## WHAT IS NEEDED
Look through the material below and report every line that includes "parsley".

## MATERIAL FOR THIS TASK

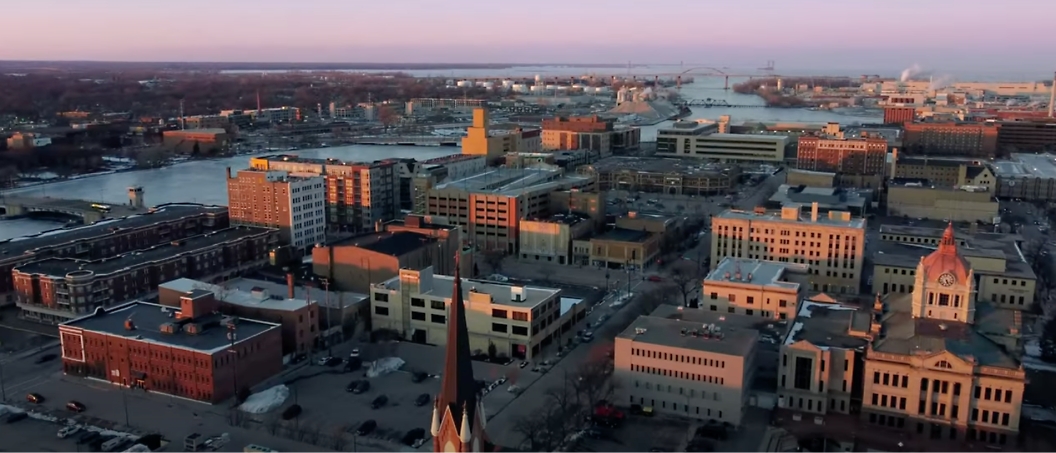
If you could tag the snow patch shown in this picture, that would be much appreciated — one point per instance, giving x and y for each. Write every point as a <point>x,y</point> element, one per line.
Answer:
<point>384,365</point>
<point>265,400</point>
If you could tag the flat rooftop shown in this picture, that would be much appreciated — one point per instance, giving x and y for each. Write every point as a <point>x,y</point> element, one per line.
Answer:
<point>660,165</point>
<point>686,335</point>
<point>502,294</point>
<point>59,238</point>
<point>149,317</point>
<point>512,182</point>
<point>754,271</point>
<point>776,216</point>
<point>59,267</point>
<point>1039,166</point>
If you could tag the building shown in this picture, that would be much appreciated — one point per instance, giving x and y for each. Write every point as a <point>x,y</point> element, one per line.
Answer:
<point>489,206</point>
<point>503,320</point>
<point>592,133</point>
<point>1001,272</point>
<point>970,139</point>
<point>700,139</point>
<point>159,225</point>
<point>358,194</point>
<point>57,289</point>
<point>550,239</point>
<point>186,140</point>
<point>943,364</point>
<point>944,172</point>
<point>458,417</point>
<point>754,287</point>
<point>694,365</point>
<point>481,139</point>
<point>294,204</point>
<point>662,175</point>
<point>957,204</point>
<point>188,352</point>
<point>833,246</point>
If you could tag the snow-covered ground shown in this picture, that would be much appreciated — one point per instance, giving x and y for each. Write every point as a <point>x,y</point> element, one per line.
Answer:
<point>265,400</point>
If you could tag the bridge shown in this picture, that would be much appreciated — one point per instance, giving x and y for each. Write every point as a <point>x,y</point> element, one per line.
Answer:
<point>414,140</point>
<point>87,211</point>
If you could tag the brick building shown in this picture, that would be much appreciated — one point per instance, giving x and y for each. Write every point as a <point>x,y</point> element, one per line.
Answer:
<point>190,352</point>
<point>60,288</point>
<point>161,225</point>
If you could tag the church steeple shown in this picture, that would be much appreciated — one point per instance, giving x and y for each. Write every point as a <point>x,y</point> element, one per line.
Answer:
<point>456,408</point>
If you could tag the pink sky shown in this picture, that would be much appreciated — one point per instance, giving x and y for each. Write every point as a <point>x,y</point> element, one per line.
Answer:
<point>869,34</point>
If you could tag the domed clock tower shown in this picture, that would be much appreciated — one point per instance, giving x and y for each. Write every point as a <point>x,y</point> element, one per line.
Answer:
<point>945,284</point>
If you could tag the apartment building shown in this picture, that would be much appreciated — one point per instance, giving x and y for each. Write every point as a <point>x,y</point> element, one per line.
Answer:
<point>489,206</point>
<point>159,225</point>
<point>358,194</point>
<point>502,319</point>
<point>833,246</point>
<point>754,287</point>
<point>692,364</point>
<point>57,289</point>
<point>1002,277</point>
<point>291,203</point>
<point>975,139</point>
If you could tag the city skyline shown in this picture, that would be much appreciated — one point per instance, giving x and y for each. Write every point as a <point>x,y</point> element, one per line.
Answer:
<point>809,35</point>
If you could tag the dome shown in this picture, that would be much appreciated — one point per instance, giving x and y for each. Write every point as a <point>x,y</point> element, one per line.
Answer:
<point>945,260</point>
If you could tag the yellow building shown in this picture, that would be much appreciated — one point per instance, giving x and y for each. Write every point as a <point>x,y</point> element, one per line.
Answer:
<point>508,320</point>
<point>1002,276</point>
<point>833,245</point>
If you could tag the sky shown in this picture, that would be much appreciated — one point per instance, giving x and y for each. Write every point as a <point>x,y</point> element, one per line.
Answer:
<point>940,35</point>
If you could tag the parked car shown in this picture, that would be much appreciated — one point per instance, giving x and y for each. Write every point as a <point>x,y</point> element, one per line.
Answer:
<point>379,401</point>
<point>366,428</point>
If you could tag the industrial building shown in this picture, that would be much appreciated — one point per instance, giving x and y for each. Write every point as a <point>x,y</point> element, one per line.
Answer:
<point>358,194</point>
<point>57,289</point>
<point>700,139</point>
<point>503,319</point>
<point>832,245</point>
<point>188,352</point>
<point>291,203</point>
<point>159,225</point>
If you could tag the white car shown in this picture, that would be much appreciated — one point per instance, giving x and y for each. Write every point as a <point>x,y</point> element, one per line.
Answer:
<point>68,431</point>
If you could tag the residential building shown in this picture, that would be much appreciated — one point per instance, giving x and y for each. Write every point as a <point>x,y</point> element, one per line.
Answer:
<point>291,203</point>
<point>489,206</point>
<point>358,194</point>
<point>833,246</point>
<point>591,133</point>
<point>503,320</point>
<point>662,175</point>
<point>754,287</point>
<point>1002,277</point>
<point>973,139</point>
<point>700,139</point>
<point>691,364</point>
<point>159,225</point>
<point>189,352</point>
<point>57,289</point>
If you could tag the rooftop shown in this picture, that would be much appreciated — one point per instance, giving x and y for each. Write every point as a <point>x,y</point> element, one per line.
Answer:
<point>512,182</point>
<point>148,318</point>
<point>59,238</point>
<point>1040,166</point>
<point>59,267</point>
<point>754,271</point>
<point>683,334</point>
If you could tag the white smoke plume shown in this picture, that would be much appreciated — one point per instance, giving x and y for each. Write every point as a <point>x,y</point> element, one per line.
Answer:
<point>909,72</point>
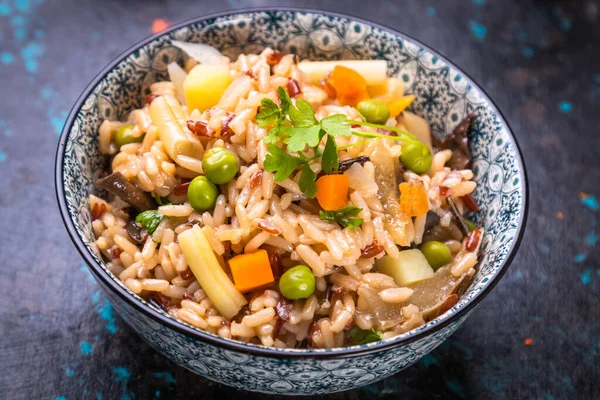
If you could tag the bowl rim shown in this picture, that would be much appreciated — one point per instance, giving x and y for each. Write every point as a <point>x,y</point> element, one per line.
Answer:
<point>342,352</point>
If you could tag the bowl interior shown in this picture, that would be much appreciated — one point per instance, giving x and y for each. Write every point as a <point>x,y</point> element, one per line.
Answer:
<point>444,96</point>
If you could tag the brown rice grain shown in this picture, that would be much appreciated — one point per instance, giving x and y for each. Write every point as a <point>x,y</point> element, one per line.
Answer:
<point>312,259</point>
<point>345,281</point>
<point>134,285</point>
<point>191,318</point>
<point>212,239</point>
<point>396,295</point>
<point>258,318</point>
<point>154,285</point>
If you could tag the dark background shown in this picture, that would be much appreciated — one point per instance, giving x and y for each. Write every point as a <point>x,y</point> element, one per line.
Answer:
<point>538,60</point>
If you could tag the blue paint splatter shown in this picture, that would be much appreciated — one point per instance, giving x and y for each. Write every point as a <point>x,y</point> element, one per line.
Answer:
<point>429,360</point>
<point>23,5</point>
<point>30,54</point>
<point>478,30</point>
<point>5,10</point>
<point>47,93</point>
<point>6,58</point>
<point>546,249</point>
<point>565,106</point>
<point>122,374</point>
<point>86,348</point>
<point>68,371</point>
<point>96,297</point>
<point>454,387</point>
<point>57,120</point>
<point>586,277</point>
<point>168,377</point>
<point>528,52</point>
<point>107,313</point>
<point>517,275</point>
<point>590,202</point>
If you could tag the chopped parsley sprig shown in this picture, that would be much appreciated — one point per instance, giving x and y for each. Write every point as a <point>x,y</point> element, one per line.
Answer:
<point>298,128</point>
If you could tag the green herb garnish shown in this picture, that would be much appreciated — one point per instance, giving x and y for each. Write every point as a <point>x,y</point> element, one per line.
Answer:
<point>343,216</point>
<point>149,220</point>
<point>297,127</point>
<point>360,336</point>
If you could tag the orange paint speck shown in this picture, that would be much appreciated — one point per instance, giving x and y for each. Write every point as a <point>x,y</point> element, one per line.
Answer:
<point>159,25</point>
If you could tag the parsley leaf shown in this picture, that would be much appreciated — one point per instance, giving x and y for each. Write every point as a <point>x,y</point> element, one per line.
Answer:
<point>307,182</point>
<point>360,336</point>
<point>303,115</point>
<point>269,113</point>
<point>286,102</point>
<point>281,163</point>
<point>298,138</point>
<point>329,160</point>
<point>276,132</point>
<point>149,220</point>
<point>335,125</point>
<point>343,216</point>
...
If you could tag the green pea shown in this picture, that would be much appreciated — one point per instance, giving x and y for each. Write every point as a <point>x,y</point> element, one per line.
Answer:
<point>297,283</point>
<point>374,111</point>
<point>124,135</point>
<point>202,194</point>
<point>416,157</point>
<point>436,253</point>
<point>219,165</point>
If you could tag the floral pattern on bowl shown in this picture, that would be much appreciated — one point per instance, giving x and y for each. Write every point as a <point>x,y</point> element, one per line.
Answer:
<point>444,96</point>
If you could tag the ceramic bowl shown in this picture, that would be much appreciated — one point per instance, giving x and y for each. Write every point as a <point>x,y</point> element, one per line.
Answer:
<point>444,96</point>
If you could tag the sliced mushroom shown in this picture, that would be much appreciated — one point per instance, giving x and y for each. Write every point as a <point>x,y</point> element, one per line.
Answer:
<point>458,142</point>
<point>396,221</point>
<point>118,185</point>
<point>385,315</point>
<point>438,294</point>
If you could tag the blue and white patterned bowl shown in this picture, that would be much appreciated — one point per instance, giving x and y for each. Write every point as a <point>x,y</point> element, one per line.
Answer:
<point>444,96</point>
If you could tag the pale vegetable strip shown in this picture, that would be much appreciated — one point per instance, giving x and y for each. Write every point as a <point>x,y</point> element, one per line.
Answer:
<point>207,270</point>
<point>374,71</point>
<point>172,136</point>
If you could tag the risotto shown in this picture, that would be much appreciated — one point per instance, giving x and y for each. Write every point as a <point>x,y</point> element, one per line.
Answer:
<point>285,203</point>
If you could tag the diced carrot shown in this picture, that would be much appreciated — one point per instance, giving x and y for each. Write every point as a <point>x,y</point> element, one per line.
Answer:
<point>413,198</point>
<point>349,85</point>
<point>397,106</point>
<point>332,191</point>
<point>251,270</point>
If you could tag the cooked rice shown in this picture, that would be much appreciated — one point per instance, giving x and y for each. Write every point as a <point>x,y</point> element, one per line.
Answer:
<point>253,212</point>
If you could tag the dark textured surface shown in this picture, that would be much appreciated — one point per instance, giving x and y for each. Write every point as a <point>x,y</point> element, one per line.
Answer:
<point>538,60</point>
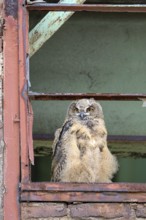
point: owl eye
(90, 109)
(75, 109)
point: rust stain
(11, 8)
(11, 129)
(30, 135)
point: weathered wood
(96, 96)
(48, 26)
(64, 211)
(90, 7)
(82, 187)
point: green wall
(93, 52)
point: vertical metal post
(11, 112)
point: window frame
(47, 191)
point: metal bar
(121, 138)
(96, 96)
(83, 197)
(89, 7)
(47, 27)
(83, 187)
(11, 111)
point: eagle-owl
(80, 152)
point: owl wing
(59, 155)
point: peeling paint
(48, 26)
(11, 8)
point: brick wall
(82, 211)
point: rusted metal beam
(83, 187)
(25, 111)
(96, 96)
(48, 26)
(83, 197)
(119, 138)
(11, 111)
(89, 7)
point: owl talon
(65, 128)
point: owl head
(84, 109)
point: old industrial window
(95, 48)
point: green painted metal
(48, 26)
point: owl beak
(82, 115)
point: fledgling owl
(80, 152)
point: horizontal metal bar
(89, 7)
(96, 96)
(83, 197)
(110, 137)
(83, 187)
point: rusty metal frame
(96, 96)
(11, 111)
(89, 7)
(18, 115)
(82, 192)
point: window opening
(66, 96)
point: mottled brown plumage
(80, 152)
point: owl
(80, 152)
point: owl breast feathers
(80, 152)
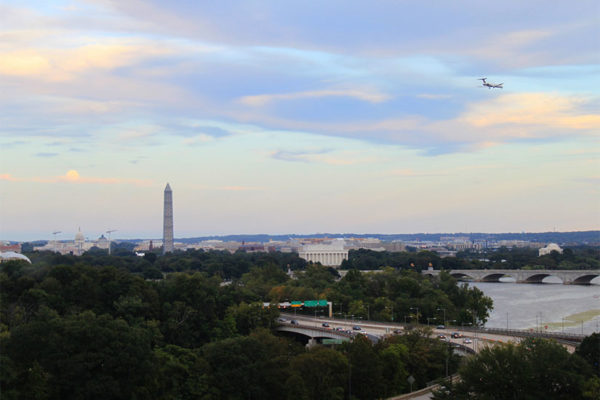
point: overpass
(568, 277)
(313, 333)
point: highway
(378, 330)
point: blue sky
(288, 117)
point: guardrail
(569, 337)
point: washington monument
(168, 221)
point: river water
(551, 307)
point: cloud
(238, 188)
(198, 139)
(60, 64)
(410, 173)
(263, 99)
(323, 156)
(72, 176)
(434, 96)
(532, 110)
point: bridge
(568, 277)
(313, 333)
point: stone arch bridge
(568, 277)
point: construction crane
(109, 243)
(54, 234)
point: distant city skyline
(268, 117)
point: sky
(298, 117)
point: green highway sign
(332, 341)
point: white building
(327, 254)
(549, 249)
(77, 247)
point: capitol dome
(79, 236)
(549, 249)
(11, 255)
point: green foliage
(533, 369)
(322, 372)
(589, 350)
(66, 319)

## SOLUTION TO THE PROBLEM
If you could tag the chopped parsley sprig shown in this picture, that would be much appreciated — one point per instance, giving x and y for each. Write every point as a <point>x,y</point> element, one per line.
If you could tag the parsley leaf shown in this picture, that would be much appreciated — one point per instance, giving x and y for each. Write every point as a <point>x,y</point> element, one per line.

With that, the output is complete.